• **Passage to read**:

Dali Day

Spanish art is as unique and varied as the country itself. Within the last few days we’ve seen the monumental works of Gaudi, who built a temple to God, and the idiosyncratic surrealism of Salvador Dali, who built a temple to himself.

Portrait of Dali by Sebastian Cestero, one of a handful of works in the museum not executed by Dali himself.

We added Girona to our itinerary largely because a former colleague now lives nearby, and it sounded idyllic. As I did my research, I learned that Dali is from the area, and there are two iconic places to visit to take in his work.

The first is the Dali Theatre-Museum in Figueres, where he grew up. How often does an artist get to create a museum dedicated to himself? This place is everything you think of when you think of Dali, and more.

The courtyard inside of the Dali museum.
Dali liked to play visual games – as in this painting that appears to be of Abraham Lincoln, or not, depending on the viewer’s perspective.

We took a tour with Girona Experience because timing entry to both museums is tricky, plus we wanted to avoid renting a car for just a day. We were lucky enough to have a young art history student as our guide. There is so much going on in every Dali work it helped to have an expert provide some background. Our two hours in the Museum flew by.

• **Excerpted records**:
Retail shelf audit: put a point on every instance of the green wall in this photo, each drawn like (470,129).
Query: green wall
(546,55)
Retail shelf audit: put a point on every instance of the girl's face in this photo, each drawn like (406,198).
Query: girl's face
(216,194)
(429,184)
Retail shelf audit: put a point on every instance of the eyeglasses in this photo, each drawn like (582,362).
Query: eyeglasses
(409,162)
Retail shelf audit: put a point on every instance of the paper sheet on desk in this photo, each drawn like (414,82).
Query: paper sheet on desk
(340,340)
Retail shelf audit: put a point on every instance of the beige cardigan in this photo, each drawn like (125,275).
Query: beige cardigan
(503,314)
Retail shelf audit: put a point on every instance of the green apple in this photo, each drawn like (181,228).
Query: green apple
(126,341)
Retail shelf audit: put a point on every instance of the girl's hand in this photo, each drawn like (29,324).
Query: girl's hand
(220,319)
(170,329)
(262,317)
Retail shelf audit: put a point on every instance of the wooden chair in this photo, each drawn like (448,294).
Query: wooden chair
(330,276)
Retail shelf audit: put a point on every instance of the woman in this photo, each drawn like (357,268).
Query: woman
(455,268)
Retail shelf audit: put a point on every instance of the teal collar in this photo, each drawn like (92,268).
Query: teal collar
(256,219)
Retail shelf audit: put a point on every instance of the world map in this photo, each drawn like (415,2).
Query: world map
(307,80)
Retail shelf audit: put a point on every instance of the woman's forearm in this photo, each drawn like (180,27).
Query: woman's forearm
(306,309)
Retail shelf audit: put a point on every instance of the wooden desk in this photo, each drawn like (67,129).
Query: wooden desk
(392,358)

• **Description of the task**: Pick up the Dali Day travel post again and continue it after its last sentence.

• **Result of the task**:
The exterior of the museum.

After the Museum, we headed to Cadaques, the seaside town where Dali spent much time as a child, and where he built a home nearby in Portillat for himself and his wife Gala.

Cadaques is popular with European visitors. And a few of us Americans.

Cadaques is worth a visit in itself for the twisting, turning drive through striking mountains that lead to a beautiful seaside town. The whitewashed buildings and Cuban music playing throughout the town are a reflection of the culture brought back by local Spaniards who went to Cuba when it was still a Spanish territory.

Behind us is a view that can be seen in one of Dali’s paintings, minus the sunbathers.

We stopped for a brief lunch of seafood and, of course, wine, before the short drive to Portillat.

Dali’s former beach house in Portillat.

Dali’s home also does not disappoint. It’s full of the surrealistic touches that you would expect, but also the trappings of a real home. He lived here with Gala until she died, when he moved into his Museum.

Dali’s bedroom in Portillat.. Below was his room in the museum in Figueres.

The tour of his home can only be provided by official guides, which makes sense because the rooms are quite small and movement is strictly regulated. That wasn’t true of the Museum, which was probably the most crowded space we’ve been in on the entire trip. Although it requires timed tickets, it seems that people congregate in certain areas making for uncomfortably tight spaces. For that reason, we skipped a couple of exhibits. Even with that, both places are well worth a visit for anyone interested in Dali.

His studio in Portillat.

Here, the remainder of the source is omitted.